When a line of the material has the word "blue" in it, copy that line.
(Beginning of Records for the task)
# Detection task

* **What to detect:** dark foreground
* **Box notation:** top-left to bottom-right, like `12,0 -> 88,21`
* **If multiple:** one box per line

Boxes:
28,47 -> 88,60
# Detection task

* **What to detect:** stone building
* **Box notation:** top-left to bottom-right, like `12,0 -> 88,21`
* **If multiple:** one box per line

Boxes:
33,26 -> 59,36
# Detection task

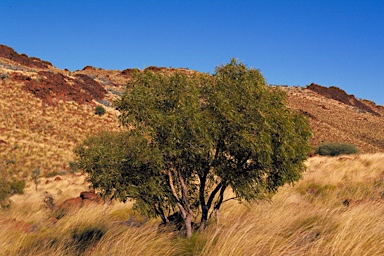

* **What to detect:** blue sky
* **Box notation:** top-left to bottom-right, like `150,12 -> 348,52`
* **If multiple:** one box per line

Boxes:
1,0 -> 383,105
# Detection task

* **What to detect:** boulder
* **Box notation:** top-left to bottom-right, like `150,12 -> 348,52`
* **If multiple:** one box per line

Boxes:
55,197 -> 83,219
80,190 -> 103,205
54,176 -> 62,181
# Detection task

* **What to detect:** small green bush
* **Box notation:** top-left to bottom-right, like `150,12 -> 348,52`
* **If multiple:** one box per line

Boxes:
68,161 -> 78,174
0,178 -> 25,208
44,170 -> 67,178
9,180 -> 25,195
95,105 -> 106,116
315,142 -> 359,156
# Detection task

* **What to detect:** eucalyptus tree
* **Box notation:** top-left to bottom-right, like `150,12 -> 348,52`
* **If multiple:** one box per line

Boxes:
76,59 -> 312,238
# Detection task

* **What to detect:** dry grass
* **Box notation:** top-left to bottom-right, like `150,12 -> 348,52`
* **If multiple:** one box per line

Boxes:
1,153 -> 384,255
285,87 -> 384,153
0,78 -> 121,179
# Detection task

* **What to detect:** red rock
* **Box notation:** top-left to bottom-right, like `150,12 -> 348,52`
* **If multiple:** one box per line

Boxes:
47,217 -> 59,226
343,198 -> 356,207
0,44 -> 52,69
80,190 -> 103,204
307,83 -> 380,116
4,218 -> 38,233
10,70 -> 107,106
56,197 -> 83,218
82,65 -> 94,71
54,176 -> 62,181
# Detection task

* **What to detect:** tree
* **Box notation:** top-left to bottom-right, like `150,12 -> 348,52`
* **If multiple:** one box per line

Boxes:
75,59 -> 312,238
31,168 -> 41,192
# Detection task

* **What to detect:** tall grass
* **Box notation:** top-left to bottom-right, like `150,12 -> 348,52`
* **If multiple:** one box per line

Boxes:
1,153 -> 384,255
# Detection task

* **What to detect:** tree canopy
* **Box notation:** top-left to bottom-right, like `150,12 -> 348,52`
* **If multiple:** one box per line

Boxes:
75,59 -> 312,238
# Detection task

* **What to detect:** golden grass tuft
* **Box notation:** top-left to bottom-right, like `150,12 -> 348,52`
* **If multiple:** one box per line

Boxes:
1,153 -> 384,255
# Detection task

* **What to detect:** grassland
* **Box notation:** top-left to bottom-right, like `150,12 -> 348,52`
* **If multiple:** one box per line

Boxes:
1,153 -> 383,255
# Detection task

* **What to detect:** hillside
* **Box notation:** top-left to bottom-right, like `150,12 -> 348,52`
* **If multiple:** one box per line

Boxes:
0,44 -> 383,179
283,85 -> 384,153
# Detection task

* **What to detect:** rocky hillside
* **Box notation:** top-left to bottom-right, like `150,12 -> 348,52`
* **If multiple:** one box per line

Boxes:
0,44 -> 383,179
283,85 -> 384,153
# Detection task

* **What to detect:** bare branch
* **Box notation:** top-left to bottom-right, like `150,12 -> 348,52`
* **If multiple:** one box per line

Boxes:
168,170 -> 187,219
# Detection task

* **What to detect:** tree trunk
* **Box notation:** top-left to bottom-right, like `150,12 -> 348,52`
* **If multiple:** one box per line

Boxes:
185,211 -> 193,239
199,206 -> 208,231
215,209 -> 220,225
155,204 -> 169,225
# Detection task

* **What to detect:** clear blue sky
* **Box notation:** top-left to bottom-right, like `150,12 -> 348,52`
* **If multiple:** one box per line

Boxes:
1,0 -> 383,105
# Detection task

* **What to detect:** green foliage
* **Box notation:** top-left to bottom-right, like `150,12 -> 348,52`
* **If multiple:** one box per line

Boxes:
75,131 -> 174,219
0,177 -> 25,209
315,142 -> 359,156
68,161 -> 78,174
9,179 -> 25,195
76,59 -> 312,237
44,169 -> 67,178
31,168 -> 41,192
95,105 -> 106,116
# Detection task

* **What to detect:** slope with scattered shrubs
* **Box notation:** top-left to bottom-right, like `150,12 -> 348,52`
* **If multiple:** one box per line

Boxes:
284,86 -> 384,153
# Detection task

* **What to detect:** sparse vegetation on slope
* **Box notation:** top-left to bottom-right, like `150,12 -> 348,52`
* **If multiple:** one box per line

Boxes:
284,86 -> 384,153
0,77 -> 120,179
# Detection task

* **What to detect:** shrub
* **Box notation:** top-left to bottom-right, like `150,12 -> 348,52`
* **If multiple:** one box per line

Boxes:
44,169 -> 67,178
68,161 -> 78,174
95,105 -> 106,116
31,168 -> 41,192
0,178 -> 25,209
9,179 -> 25,194
42,191 -> 55,211
315,142 -> 359,156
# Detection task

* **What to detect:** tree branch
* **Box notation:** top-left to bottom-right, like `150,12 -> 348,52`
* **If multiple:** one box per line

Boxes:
207,181 -> 223,210
214,182 -> 227,211
222,197 -> 237,203
168,170 -> 187,219
178,169 -> 191,210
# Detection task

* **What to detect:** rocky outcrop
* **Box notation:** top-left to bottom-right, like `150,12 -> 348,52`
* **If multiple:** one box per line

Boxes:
307,83 -> 380,116
0,44 -> 52,69
55,190 -> 103,219
9,71 -> 107,106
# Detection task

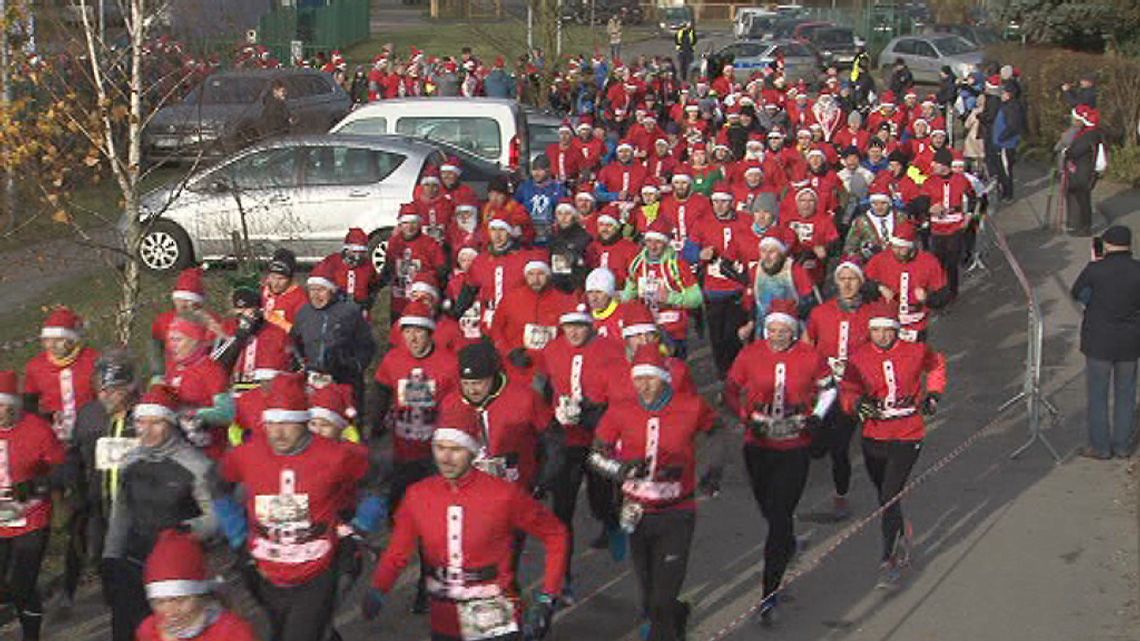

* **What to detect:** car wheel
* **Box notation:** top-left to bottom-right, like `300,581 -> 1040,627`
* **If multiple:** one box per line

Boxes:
369,228 -> 392,275
138,220 -> 194,273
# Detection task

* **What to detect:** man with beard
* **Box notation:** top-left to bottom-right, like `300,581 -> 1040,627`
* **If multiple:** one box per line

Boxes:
381,206 -> 449,320
844,189 -> 909,260
490,259 -> 578,376
413,166 -> 455,242
547,121 -> 582,183
548,202 -> 593,292
737,228 -> 815,343
586,210 -> 640,289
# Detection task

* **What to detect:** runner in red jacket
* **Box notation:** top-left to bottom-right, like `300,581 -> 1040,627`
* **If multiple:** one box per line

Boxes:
920,148 -> 975,299
840,301 -> 947,587
864,221 -> 951,342
315,228 -> 383,314
724,300 -> 835,623
23,307 -> 100,442
364,414 -> 568,641
163,315 -> 233,459
489,259 -> 578,377
782,186 -> 841,285
382,205 -> 449,320
585,211 -> 640,289
589,344 -> 722,640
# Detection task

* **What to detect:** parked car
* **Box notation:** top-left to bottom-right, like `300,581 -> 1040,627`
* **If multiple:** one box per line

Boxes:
791,21 -> 835,42
876,34 -> 984,83
925,23 -> 1000,47
560,0 -> 644,25
733,8 -> 776,39
694,39 -> 821,85
143,69 -> 351,164
331,97 -> 529,172
739,11 -> 780,40
523,108 -> 564,167
658,5 -> 694,36
131,135 -> 506,274
808,26 -> 863,68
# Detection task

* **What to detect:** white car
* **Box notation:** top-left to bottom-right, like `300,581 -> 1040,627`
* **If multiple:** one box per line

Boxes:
132,135 -> 505,274
877,34 -> 984,84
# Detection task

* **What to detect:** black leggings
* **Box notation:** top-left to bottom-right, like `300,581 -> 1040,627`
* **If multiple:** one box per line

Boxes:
861,438 -> 922,561
742,445 -> 811,597
813,406 -> 857,497
255,565 -> 341,641
105,556 -> 149,641
0,529 -> 50,640
1066,187 -> 1094,234
630,509 -> 695,641
930,231 -> 964,299
705,295 -> 746,378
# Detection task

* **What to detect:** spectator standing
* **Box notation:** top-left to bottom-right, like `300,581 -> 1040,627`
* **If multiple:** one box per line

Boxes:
259,79 -> 292,140
992,82 -> 1024,202
1070,225 -> 1140,459
1061,105 -> 1108,236
675,22 -> 697,81
1062,74 -> 1097,108
607,13 -> 624,61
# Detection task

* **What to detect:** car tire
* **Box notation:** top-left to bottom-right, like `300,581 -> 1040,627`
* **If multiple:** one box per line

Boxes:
138,219 -> 194,274
368,227 -> 392,275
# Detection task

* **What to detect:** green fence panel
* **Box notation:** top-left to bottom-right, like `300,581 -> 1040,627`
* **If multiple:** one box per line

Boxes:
258,0 -> 371,64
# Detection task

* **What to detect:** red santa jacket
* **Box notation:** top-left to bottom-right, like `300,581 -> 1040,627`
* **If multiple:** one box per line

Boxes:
23,346 -> 100,441
781,211 -> 841,284
595,389 -> 716,512
489,285 -> 579,356
481,200 -> 536,246
233,385 -> 268,442
597,160 -> 649,201
165,354 -> 231,458
689,214 -> 753,294
372,470 -> 568,639
220,434 -> 369,586
438,379 -> 552,488
871,170 -> 923,207
546,141 -> 582,182
833,127 -> 871,153
840,339 -> 947,441
725,340 -> 830,450
442,181 -> 479,206
534,334 -> 624,447
135,610 -> 259,641
0,413 -> 65,537
921,173 -> 974,236
415,193 -> 455,242
585,236 -> 640,289
261,284 -> 308,333
864,250 -> 948,338
571,137 -> 605,172
373,345 -> 460,463
467,247 -> 548,330
658,193 -> 712,244
221,320 -> 292,387
806,299 -> 874,381
386,232 -> 447,315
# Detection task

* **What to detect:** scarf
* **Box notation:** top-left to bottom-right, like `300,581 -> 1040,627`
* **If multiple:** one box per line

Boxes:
160,602 -> 224,639
640,384 -> 674,412
48,343 -> 84,368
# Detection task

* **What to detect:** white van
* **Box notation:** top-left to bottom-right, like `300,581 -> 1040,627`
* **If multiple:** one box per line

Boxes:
330,97 -> 529,171
734,8 -> 777,39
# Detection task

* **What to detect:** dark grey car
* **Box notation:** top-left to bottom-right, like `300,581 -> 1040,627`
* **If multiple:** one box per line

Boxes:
144,69 -> 351,164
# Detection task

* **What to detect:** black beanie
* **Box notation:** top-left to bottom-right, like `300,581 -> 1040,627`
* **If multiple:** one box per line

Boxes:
459,341 -> 502,380
232,286 -> 262,309
268,248 -> 297,277
933,147 -> 953,167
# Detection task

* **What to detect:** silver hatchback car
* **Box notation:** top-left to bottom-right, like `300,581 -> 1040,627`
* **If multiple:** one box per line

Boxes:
132,135 -> 502,274
694,39 -> 821,85
876,34 -> 984,84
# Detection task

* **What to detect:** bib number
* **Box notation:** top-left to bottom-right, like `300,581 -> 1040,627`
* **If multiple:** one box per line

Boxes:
458,596 -> 518,640
95,437 -> 139,471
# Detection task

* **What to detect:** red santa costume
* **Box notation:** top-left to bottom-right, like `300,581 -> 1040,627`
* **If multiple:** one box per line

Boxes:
23,307 -> 100,442
863,222 -> 948,342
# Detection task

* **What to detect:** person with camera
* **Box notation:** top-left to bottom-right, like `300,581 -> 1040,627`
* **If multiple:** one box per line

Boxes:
1070,225 -> 1140,459
213,286 -> 294,393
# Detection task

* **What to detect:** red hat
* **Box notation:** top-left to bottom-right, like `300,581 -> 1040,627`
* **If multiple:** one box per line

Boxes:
834,254 -> 865,281
263,372 -> 310,424
689,141 -> 707,154
985,75 -> 1001,89
868,187 -> 892,203
867,300 -> 901,329
742,160 -> 764,176
759,227 -> 792,254
710,181 -> 734,200
398,202 -> 422,225
1073,104 -> 1099,127
643,218 -> 672,243
41,306 -> 83,341
419,165 -> 442,185
620,300 -> 658,338
764,299 -> 798,331
890,221 -> 918,249
306,259 -> 339,291
408,271 -> 440,301
615,139 -> 635,152
398,300 -> 437,332
559,302 -> 593,326
168,314 -> 207,343
344,227 -> 368,251
433,405 -> 482,453
486,212 -> 513,232
309,385 -> 349,428
0,370 -> 19,404
135,384 -> 179,422
172,267 -> 205,304
144,529 -> 215,599
879,91 -> 897,107
630,343 -> 671,383
440,156 -> 463,174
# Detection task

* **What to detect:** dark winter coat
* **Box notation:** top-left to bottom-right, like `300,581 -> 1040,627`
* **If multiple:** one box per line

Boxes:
291,298 -> 377,384
1071,251 -> 1140,361
259,94 -> 291,140
548,222 -> 593,293
1064,127 -> 1105,192
993,98 -> 1024,150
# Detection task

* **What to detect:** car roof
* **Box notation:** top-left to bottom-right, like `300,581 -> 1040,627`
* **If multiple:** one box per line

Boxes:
245,134 -> 439,155
345,96 -> 521,115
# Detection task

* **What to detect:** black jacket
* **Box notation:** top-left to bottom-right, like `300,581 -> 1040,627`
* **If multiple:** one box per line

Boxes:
66,399 -> 138,517
291,298 -> 377,384
260,95 -> 291,140
1071,252 -> 1140,361
549,222 -> 593,293
1064,127 -> 1105,192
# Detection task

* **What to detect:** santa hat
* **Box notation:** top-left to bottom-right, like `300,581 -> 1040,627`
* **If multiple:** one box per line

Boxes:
596,210 -> 620,227
252,339 -> 291,382
640,183 -> 660,195
642,218 -> 672,243
689,141 -> 707,154
524,259 -> 552,276
759,228 -> 791,254
555,200 -> 577,216
559,302 -> 593,326
630,343 -> 671,383
796,185 -> 818,201
742,161 -> 763,176
764,298 -> 799,333
454,198 -> 479,214
558,120 -> 573,133
1073,104 -> 1099,128
262,372 -> 310,424
670,171 -> 693,183
41,307 -> 84,341
306,259 -> 338,291
398,300 -> 437,331
408,271 -> 440,301
168,315 -> 208,343
585,267 -> 616,296
456,245 -> 480,263
574,190 -> 596,202
868,189 -> 891,204
433,413 -> 481,454
172,267 -> 205,304
309,385 -> 349,428
833,254 -> 865,282
711,182 -> 733,201
616,139 -> 635,153
0,370 -> 19,405
144,530 -> 217,599
440,156 -> 463,174
344,227 -> 368,252
620,301 -> 658,338
867,301 -> 901,329
398,203 -> 422,225
135,384 -> 179,422
985,75 -> 1001,90
767,128 -> 785,139
420,165 -> 442,185
575,121 -> 593,133
890,221 -> 918,249
487,214 -> 513,232
879,91 -> 897,107
806,148 -> 826,160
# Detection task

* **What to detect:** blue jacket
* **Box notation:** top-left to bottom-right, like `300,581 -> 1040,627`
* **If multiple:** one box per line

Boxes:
484,69 -> 515,99
515,179 -> 566,245
993,100 -> 1024,150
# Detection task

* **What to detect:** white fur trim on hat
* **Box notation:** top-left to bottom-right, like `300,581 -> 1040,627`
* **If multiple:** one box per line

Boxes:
868,193 -> 891,203
145,579 -> 214,600
440,164 -> 461,174
433,427 -> 480,453
306,276 -> 337,290
576,122 -> 592,132
408,281 -> 440,300
764,311 -> 797,328
834,261 -> 864,281
670,173 -> 692,182
596,213 -> 620,227
308,406 -> 347,428
806,148 -> 825,159
398,213 -> 422,225
575,191 -> 596,201
616,142 -> 634,152
621,323 -> 657,338
889,236 -> 914,249
631,364 -> 672,383
643,230 -> 670,243
252,369 -> 280,382
641,183 -> 660,193
711,190 -> 733,200
744,165 -> 763,174
555,202 -> 577,214
0,392 -> 18,405
262,408 -> 311,423
134,403 -> 176,422
171,291 -> 205,304
455,203 -> 478,213
487,219 -> 513,231
344,244 -> 368,252
758,236 -> 787,253
524,260 -> 552,275
559,310 -> 593,325
457,246 -> 479,259
399,314 -> 437,331
419,175 -> 441,185
868,316 -> 900,329
40,327 -> 79,340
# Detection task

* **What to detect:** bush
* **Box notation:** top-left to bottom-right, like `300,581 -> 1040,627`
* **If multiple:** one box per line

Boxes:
1106,145 -> 1140,188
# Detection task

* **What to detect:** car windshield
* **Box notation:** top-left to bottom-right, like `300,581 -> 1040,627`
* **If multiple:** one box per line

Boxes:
186,76 -> 267,105
663,7 -> 690,19
932,36 -> 977,55
529,123 -> 561,151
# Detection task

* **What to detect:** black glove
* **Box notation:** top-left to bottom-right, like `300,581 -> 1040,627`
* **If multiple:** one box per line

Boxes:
578,398 -> 607,430
804,414 -> 824,433
508,347 -> 533,369
524,592 -> 557,640
922,392 -> 940,416
856,396 -> 882,421
698,466 -> 723,498
618,458 -> 650,480
235,310 -> 264,340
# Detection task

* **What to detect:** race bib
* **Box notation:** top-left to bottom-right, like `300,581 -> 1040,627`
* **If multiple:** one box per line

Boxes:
622,478 -> 683,501
0,501 -> 27,528
397,372 -> 437,408
95,437 -> 139,471
655,310 -> 681,324
461,302 -> 483,339
898,327 -> 920,342
458,596 -> 518,641
523,324 -> 556,351
706,260 -> 724,280
551,253 -> 572,275
254,493 -> 312,542
827,357 -> 847,379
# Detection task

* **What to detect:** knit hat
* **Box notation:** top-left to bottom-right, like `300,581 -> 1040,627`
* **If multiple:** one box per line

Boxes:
144,530 -> 215,599
135,384 -> 179,422
344,227 -> 369,252
172,267 -> 205,304
585,267 -> 616,296
41,307 -> 84,341
0,371 -> 18,405
399,300 -> 437,331
630,343 -> 671,383
753,191 -> 778,214
306,259 -> 339,291
458,341 -> 501,380
620,301 -> 658,338
308,385 -> 349,428
232,287 -> 261,309
268,248 -> 297,277
1102,225 -> 1131,247
262,372 -> 310,424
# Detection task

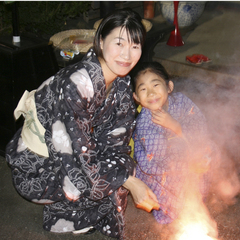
(End of Records for the task)
◆ Written solution
* **What to detect:** blue sky
* **What to detect:** clear blue sky
* **What to detect:** blue jacket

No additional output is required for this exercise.